# Written exercise:
Exactly reproduce the lines from the line containing "point: the man in" to the end of the data below, inclusive, and nothing else.

# Provided data:
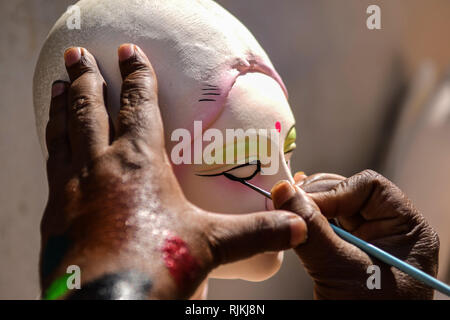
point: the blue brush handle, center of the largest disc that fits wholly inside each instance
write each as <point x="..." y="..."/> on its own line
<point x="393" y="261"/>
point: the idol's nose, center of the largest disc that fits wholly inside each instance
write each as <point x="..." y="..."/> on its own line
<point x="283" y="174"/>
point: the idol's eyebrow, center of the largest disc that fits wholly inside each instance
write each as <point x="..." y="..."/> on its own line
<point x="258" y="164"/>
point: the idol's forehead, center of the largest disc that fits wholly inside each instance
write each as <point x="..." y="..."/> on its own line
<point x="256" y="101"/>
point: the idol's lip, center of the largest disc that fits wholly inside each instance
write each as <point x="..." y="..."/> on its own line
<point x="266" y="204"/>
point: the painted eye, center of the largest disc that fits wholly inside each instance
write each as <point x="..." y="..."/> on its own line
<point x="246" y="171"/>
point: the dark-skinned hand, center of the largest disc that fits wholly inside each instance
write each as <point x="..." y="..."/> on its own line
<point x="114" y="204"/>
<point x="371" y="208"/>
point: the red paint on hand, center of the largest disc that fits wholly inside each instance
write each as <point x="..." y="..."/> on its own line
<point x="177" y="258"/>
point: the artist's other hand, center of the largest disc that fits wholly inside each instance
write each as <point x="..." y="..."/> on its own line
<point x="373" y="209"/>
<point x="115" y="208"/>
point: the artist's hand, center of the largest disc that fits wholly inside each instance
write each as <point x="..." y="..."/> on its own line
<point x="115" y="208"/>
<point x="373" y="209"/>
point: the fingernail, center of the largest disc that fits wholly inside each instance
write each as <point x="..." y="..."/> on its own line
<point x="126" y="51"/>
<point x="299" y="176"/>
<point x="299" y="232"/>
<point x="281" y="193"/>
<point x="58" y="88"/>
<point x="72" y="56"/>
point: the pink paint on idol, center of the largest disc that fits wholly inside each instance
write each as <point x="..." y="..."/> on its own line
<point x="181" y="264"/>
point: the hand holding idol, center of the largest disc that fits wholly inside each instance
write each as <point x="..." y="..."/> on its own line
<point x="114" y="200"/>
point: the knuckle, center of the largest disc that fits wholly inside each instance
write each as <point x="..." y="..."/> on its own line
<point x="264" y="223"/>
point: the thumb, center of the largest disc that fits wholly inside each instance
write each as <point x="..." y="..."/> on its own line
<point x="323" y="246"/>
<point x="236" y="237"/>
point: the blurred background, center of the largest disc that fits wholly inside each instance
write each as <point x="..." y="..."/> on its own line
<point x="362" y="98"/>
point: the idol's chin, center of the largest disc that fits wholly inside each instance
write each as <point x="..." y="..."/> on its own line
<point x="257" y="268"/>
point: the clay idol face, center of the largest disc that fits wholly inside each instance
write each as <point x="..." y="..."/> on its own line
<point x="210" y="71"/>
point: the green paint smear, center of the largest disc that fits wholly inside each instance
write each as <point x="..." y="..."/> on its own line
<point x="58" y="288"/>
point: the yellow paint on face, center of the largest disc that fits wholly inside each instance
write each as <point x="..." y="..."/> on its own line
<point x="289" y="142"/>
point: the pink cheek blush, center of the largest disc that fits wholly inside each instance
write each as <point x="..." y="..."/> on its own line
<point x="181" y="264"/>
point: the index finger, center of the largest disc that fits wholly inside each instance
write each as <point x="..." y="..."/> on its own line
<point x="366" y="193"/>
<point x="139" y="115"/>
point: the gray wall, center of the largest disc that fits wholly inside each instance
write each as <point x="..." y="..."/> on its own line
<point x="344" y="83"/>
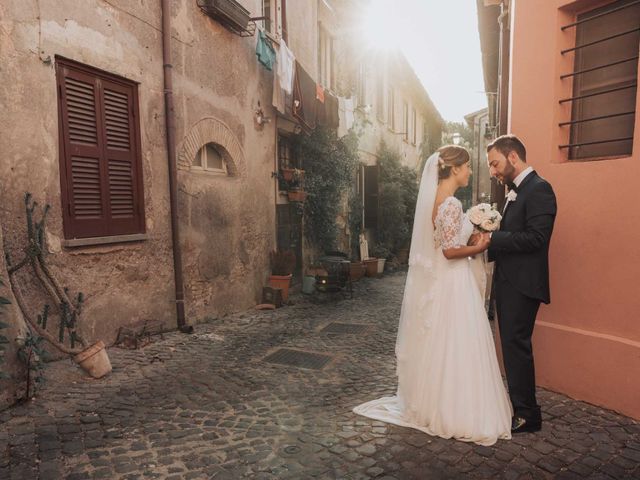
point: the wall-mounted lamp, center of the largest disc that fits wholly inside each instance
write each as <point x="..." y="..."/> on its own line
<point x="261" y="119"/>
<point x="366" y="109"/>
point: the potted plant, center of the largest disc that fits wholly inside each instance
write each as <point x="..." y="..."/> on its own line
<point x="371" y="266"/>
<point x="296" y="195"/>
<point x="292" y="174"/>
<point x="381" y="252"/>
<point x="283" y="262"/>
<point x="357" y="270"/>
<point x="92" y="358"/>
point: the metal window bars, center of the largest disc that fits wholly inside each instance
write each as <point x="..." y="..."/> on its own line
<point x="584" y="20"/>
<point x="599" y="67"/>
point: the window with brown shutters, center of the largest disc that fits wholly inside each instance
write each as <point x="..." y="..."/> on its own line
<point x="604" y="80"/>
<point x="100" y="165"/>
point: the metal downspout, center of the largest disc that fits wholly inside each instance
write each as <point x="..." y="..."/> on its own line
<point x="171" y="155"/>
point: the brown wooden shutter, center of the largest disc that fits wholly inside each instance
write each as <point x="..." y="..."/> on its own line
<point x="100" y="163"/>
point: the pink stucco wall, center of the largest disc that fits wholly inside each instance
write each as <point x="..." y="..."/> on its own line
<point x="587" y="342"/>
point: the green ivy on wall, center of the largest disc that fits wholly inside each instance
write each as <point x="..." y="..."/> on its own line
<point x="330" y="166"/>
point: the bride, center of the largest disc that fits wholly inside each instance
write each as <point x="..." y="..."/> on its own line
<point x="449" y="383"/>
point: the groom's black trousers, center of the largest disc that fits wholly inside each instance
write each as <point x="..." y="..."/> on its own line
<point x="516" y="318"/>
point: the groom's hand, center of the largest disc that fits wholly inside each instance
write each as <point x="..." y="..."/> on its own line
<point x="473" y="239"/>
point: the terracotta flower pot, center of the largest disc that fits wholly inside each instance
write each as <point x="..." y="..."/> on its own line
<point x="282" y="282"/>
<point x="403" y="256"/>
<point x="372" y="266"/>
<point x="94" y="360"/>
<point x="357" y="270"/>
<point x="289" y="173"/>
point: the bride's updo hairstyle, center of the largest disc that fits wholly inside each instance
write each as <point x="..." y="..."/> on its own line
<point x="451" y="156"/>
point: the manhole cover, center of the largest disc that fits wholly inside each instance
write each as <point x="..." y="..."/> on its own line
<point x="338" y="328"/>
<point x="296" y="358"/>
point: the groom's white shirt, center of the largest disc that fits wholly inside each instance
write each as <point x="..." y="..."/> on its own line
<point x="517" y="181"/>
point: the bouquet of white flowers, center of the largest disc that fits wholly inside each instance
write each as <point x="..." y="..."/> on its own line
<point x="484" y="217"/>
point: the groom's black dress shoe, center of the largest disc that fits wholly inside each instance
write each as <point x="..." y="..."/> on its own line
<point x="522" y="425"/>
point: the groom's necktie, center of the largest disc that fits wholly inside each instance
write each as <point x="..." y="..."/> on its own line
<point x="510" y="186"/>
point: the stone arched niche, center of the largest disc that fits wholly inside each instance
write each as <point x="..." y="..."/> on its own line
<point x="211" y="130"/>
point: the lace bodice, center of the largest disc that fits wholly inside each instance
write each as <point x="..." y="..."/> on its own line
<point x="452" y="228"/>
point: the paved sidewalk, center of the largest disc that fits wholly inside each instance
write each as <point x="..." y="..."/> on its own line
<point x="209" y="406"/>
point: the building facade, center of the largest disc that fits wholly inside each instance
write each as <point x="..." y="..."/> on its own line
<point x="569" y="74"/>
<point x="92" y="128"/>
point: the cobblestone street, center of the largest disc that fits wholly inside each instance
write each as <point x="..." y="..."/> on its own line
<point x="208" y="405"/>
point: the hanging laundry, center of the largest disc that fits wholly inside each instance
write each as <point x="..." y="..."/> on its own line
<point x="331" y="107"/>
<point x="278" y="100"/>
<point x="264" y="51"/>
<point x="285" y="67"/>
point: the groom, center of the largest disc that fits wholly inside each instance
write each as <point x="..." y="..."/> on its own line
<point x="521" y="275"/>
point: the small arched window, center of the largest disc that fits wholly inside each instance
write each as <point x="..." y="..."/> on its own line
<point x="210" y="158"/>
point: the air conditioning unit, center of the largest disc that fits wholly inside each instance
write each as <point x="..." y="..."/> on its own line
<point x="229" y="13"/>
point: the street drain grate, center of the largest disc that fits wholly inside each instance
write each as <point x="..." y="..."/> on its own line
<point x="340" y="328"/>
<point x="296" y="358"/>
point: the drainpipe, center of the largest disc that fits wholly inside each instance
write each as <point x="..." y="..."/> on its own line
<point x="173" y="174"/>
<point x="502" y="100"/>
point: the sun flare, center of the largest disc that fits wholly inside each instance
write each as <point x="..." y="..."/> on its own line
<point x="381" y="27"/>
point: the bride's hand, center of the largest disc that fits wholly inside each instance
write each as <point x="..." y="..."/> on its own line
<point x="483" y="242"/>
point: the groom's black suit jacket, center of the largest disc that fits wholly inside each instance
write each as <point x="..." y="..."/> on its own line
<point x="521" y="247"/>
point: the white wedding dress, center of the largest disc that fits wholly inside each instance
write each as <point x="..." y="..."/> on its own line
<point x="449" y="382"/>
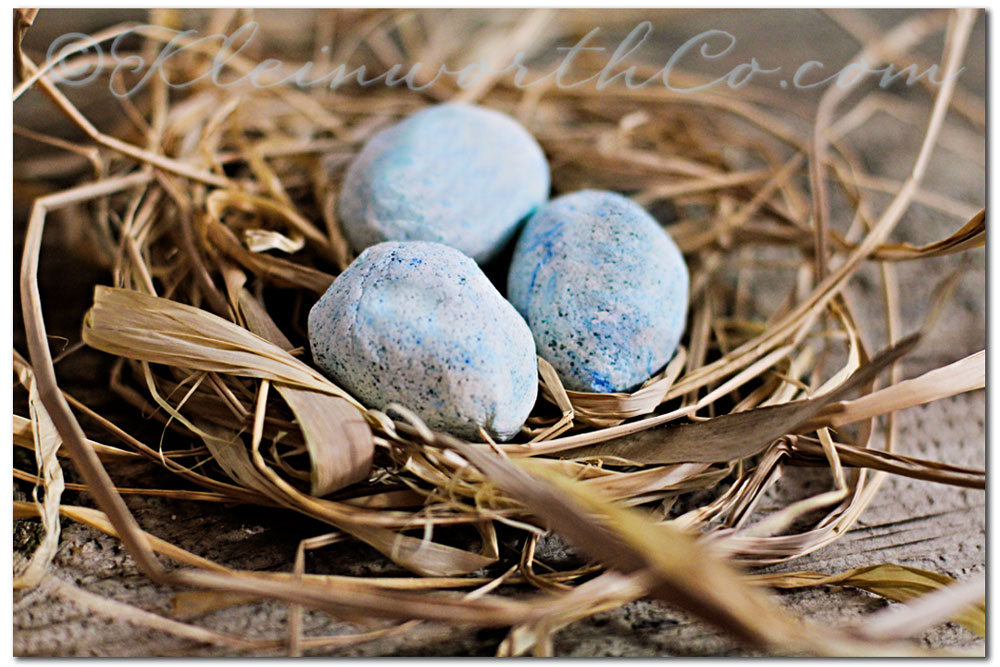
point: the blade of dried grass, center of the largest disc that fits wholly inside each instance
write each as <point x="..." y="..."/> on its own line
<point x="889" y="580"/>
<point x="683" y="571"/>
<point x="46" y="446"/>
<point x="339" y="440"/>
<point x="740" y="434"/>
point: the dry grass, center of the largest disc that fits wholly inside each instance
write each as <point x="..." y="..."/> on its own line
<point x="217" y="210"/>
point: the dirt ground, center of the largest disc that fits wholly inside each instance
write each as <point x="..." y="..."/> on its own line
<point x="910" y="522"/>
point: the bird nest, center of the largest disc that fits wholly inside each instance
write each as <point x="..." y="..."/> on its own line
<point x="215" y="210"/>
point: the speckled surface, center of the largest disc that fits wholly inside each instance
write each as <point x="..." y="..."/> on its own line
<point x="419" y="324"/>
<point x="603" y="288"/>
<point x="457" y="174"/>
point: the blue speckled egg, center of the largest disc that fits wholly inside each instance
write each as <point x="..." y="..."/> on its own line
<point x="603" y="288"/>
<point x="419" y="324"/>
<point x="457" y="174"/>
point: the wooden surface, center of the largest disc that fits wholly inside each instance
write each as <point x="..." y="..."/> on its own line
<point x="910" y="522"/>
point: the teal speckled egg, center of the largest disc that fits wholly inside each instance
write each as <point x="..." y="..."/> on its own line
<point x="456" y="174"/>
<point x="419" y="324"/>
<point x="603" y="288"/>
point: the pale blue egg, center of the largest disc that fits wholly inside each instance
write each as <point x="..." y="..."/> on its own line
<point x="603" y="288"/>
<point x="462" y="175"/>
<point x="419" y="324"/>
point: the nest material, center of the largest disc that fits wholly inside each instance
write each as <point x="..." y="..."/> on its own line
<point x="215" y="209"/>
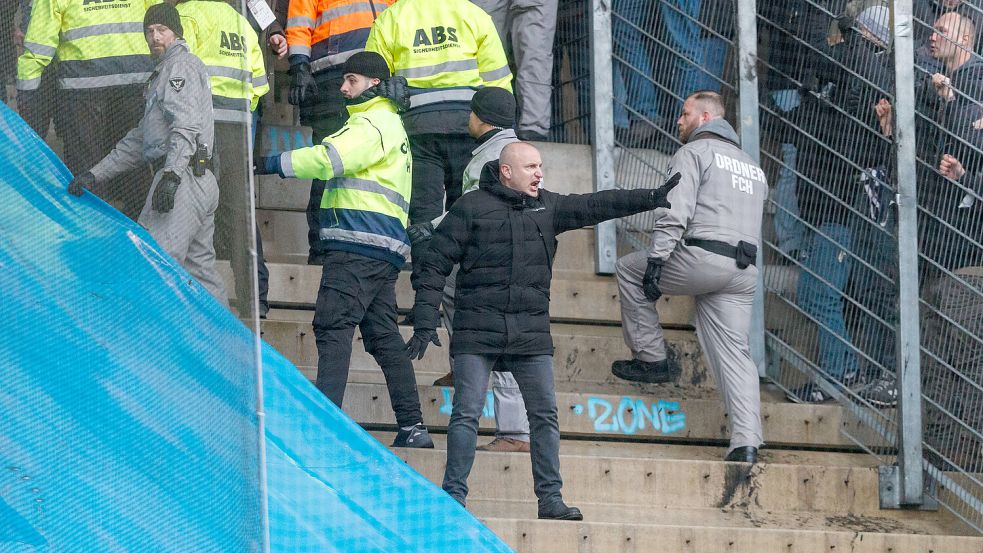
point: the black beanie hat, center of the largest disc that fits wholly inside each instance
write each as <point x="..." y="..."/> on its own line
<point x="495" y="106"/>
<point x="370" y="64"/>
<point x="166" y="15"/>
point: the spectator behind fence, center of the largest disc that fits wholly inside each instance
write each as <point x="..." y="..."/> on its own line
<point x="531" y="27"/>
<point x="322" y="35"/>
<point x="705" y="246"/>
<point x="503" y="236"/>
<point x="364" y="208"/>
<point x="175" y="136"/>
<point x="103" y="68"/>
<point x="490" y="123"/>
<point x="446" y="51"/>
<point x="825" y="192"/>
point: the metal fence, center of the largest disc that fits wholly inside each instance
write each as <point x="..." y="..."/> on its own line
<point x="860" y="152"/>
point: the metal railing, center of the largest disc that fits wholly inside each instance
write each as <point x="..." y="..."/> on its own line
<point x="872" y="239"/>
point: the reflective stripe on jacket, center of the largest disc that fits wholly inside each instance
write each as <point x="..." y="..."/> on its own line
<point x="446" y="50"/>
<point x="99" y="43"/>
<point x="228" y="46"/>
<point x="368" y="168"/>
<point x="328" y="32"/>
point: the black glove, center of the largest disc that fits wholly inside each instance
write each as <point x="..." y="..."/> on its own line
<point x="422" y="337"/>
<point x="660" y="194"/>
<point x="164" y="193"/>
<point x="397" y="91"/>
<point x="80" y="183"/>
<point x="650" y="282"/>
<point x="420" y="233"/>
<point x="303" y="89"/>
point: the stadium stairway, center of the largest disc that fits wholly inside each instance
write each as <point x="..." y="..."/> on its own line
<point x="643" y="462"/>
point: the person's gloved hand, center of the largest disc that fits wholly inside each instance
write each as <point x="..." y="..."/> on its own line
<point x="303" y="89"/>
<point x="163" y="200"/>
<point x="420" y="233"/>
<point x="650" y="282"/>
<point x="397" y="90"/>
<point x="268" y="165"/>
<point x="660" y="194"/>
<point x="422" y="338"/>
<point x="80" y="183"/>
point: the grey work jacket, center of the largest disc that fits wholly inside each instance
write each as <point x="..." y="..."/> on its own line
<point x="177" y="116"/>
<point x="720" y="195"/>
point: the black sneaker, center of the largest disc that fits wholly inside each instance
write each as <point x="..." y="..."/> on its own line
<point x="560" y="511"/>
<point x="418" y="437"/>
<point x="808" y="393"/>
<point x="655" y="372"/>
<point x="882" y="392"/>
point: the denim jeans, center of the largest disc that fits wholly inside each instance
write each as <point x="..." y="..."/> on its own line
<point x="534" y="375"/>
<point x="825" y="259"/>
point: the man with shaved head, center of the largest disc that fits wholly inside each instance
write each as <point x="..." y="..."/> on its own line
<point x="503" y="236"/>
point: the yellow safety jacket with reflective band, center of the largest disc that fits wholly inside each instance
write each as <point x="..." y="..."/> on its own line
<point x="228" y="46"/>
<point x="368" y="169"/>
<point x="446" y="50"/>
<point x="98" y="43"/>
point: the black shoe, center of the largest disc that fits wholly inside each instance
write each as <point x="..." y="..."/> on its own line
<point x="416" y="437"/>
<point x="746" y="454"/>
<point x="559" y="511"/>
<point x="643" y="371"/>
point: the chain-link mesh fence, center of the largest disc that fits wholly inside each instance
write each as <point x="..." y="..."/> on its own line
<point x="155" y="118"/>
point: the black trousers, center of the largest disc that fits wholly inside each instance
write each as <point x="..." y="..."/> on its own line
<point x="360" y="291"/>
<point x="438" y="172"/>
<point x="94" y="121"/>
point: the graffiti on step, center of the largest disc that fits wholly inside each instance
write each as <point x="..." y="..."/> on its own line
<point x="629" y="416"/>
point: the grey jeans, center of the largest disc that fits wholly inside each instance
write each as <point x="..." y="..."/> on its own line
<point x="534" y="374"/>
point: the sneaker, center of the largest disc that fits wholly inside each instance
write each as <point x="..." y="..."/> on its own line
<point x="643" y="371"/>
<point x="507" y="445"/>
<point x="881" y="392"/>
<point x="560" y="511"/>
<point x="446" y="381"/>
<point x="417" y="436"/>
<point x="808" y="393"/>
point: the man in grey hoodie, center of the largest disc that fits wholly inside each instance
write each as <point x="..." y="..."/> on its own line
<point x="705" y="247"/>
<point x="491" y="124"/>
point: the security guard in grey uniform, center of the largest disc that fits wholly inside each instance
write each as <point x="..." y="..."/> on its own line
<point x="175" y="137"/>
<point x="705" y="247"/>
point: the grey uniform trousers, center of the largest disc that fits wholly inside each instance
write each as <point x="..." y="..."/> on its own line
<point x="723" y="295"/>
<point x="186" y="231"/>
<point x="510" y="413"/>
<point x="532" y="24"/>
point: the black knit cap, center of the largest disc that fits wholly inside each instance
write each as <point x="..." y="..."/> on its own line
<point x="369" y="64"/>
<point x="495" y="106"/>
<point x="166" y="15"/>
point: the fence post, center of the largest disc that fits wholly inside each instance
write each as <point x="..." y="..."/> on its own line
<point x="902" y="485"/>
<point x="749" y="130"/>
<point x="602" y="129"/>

# Task output:
point: the man in grey hoodie, center of the largest disc that fits wholly inside each instance
write each as <point x="..." y="..."/> on its own line
<point x="705" y="247"/>
<point x="491" y="124"/>
point: the security guard in grey uniform, center of the largest disc that fits wholly inside each instance
write each as <point x="..." y="..."/> on its own line
<point x="175" y="137"/>
<point x="705" y="247"/>
point: the grey uniform trousers, center of the largest disc that fits wholly inside each instance
write each as <point x="..." y="..."/> on its own line
<point x="723" y="295"/>
<point x="186" y="231"/>
<point x="510" y="413"/>
<point x="532" y="24"/>
point: the black knit cap, center of the largest disc that fits wholly inside each instance
write each as <point x="..." y="..."/> on its own line
<point x="369" y="64"/>
<point x="495" y="106"/>
<point x="166" y="15"/>
point: the fence post, center of the largest disc that fits wholly inside each instance
write each as <point x="..." y="..."/> on its own line
<point x="902" y="485"/>
<point x="749" y="130"/>
<point x="602" y="129"/>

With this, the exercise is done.